━━ EXCERPTED PASSAGE

HostAgent 🤖

The HostAgent assumes three primary responsibilities:

Task Decomposition. Given a user's natural language input, HostAgent identifies the underlying task goal and decomposes it into a dependency-ordered subtask graph.
Application Lifecycle Management. For each subtask, HostAgent inspects system process metadata (via UIA APIs) to determine whether the target application is running. If not, it launches the program and registers it with the runtime.
AppAgent Instantiation. HostAgent spawns the corresponding AppAgent for each active application, providing it with task context, memory references, and relevant toolchains (e.g., APIs, documentation).
Task Scheduling and Control. The global execution plan is serialized into a finite state machine (FSM), allowing HostAgent to enforce execution order, detect failures, and resolve dependencies across agents.
Shared State Communication. HostAgent reads from and writes to a global blackboard, enabling inter-agent communication and system-level observability for debugging and replay.

Below is a diagram illustrating the HostAgent architecture and its interactions with other components:

The HostAgent activates its Processor to process the user's request and decompose it into sub-tasks. Each sub-task is then assigned to an AppAgent for execution. The HostAgent monitors the progress of the AppAgents and ensures the successful completion of the user's request.

HostAgent Input

The HostAgent receives the following inputs:

Input	Description	Type
User Request	The user's request in natural language.	String
Application Information	Information about the existing active applications.	List of Strings
Desktop Screenshots	Screenshots of the desktop to provide context to the `HostAgent`.	Image
Previous Sub-Tasks	The previous sub-tasks and their completion status.	List of Strings
Previous Plan	The previous plan for the following sub-tasks.	List of Strings
Blackboard	The shared memory space for storing and sharing information among the agents.	Dictionary

By processing these inputs, the HostAgent determines the appropriate application to fulfill the user's request and orchestrates the AppAgents to execute the necessary actions.

━━━━

*WHAT THE TASK ASKS*:
Reproduce verbatim the portion of the HostAgent page between "HostAgent 🤖" and "with the runtime.", inclusive.

━━ INFORMATION PROVIDED

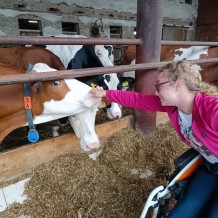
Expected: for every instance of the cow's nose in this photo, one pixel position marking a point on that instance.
(92, 146)
(113, 114)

━━━━

*ANSWER IN FULL*:
HostAgent 🤖

The HostAgent assumes three primary responsibilities:

Task Decomposition. Given a user's natural language input, HostAgent identifies the underlying task goal and decomposes it into a dependency-ordered subtask graph.
Application Lifecycle Management. For each subtask, HostAgent inspects system process metadata (via UIA APIs) to determine whether the target application is running. If not, it launches the program and registers it with the runtime.